_Extract provided_
○ ○ ○ ○ ○ ○ ○
Below we outline recent developments regarding state non-compete and non-solicitation laws in Kansas, Virginia, Florida, New Jersey and Colorado.

Kansas

Kansas Senate Bill 241 will amend the Kansas Restraint of Trade Act (the RTA Act) to clarify the enforceability of employee and customer non-solicitation agreements. Senate Bill 241 will go into effect on July 1, 2025.

Under the RTA, contracts that are deemed a reasonable restraint of trade or commerce are valid and enforceable. While it was clear that the RTA applied to non-compete agreements, it was unclear whether it also applied to non-solicitation agreements.

Senate Bill 241 clarifies this point by establishing that a non-solicitation agreement is conclusively presumed enforceable when it meets specific criteria.

In the context of employee non-solicitation, the restriction must either:

  1. Seek to protect the employer’s confidential or trade secret business information, customer or supplier relationships, goodwill or loyalty.
  2. Be limited to a two-year term following the employee’s employment.

In the context of customer non-solicitation, the restriction must:

  1. Be limited to a two-year term following the end of the employee’s employment with the employer.
  2. Apply only to “material contact customers.”

The law defines a “material contact customer” as any “customer or prospective customer that is solicited, produced or serviced, directly or indirectly, by the employee or any customer or prospective customer about whom the employee, directly or indirectly, had confidential business or proprietary information or trade secrets in the course of the employee’s relationship with the customer.”
○ ○ ○ ○ ○ ○ ○
_Work task 1_
Copy the overview of state non-compete law developments word for word, starting at the words "In the context of employee" and ending after the words "with the employer.".
_Work task 2_
Write the next part of the overview of state non-compete and non-solicitation law changes, picking up after its final sentence.

_Data below_
○ ○ ○ ○ ○ ○ ○
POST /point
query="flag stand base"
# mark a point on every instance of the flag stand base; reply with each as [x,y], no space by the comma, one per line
○ ○ ○ ○ ○ ○ ○
_Written response 1_
In the context of employee non-solicitation, the restriction must either:

  1. Seek to protect the employer’s confidential or trade secret business information, customer or supplier relationships, goodwill or loyalty.
  2. Be limited to a two-year term following the employee’s employment.

In the context of customer non-solicitation, the restriction must:

  1. Be limited to a two-year term following the end of the employee’s employment with the employer.

_Written response 2_
Additionally, under Senate Bill 241, Kansas courts are required to modify overly broad restrictive covenants. The court’s modification must “grant only the relief reasonably necessary” to protect the employer’s legitimate business interests.

Virginia

Virginia has also amended its existing restrictive covenant law, with Senate Bill 1218. Senate Bill 1218 will take effect on July 1, 2025. Under the amendment, employers are prohibited from entering non-compete agreements with employees that are non-exempt under the Fair Labor Standards Act. Prior to this amendment, Virginia only prohibited employers from entering non-compete agreements with low-wage employees, which included those who earned less than the average weekly wage in Virginia.

The amendment only applies to agreements entered on or after July 1, 2025.

Florida

In April 2025, the Contracts Honoring Opportunity, Investment, Confidentiality, and Economic Growth Act (the CHOICE Act) was passed in the Florida Legislature. The Choice Act will go into effect July 1, 2025, if Florida Governor Ron DeSantis signs it into law, as expected.

The CHOICE Act would create a presumption that garden leave agreements and non-compete agreements are enforceable and do not violate public policy, provided that the agreements meet the law’s requirements.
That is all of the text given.